#### JOB
Could you quote, word for word, the passage below about streaming server-rendered 3D scenes to XR devices?

:: DOCUMENT PASSAGE ::

In a few words, the client simply requests to load a 3D scene and sends the position and orientation of the desired point of view. The server then does its best to render the scene from that point of view as quickly as possible. Everything is done in real time, allowing users to navigate remotely through a 3D scene alongside collaborators who are editing it.

At some point, we aimed to extend our technology to support VR/AR experiences, allowing XR devices to interact with realistic scenes in real time without requiring local processing power.

Our first AR device was a (R.I.P.) HoloLens, for which we developed a native application implementing our streaming protocol. Later, WebXR came into play, and since we had been web-based from the beginning, it became our new playground.

Our XR applications consist of two main components:

• An input sender that captures and transmits the headset or smartphone's position and orientation to the server
• A decoder that decompresses and displays the server-rendered frames

This setup provides:

• Fast loading (slow load times are particularly frustrating in XR experiences)
• Improved image quality
• Cross-device collaboration, including with non-XR users
• An equal experience regardless of the device

You might wonder - how it can be bearable to stream an entire point of view (potentially stereoscopic) in real time. Even slight latency can cause motion sickness in VR headsets or break the illusion when rendering objects in AR.

In our early tests, we drew each frame as it was received from the server, and, as you might expect, the result was terrible. Every frame came with a delay and didn’t match the current position and orientation of the headset. Even the slightest head movement created a disconnect: your body was present while your eyes watched the past. Using a VR headset resulted in immediate motion sickness, while with a mobile phone in AR mode, the scene failed to maintain its position.

Latency is critical, so it must be minimized at all costs. To reduce network usage, frames must be compressed to lower the payload between client and server. This improves network latency but requires the client to decompress the data, adding processing time and introducing further delay.

In the end, pure network latency cannot be eliminated entirely, so we had to find a solution to compensate for it.

:::
:: EXTRACTED RECORDS ::

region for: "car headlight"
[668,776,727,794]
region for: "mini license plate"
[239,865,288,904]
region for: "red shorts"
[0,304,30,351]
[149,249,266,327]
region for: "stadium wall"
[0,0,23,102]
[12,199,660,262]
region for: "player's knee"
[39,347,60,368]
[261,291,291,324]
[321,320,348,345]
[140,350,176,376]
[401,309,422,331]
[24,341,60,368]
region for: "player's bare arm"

:::

#### RESPONSE TO THE EXERCISE
In a few words, the client simply requests to load a 3D scene and sends the position and orientation of the desired point of view. The server then does its best to render the scene from that point of view as quickly as possible. Everything is done in real time, allowing users to navigate remotely through a 3D scene alongside collaborators who are editing it.

At some point, we aimed to extend our technology to support VR/AR experiences, allowing XR devices to interact with realistic scenes in real time without requiring local processing power.

Our first AR device was a (R.I.P.) HoloLens, for which we developed a native application implementing our streaming protocol. Later, WebXR came into play, and since we had been web-based from the beginning, it became our new playground.

Our XR applications consist of two main components:

• An input sender that captures and transmits the headset or smartphone's position and orientation to the server
• A decoder that decompresses and displays the server-rendered frames

This setup provides:

• Fast loading (slow load times are particularly frustrating in XR experiences)
• Improved image quality
• Cross-device collaboration, including with non-XR users
• An equal experience regardless of the device

You might wonder - how it can be bearable to stream an entire point of view (potentially stereoscopic) in real time. Even slight latency can cause motion sickness in VR headsets or break the illusion when rendering objects in AR.

In our early tests, we drew each frame as it was received from the server, and, as you might expect, the result was terrible. Every frame came with a delay and didn’t match the current position and orientation of the headset. Even the slightest head movement created a disconnect: your body was present while your eyes watched the past. Using a VR headset resulted in immediate motion sickness, while with a mobile phone in AR mode, the scene failed to maintain its position.

Latency is critical, so it must be minimized at all costs. To reduce network usage, frames must be compressed to lower the payload between client and server. This improves network latency but requires the client to decompress the data, adding processing time and introducing further delay.

In the end, pure network latency cannot be eliminated entirely, so we had to find a solution to compensate for it.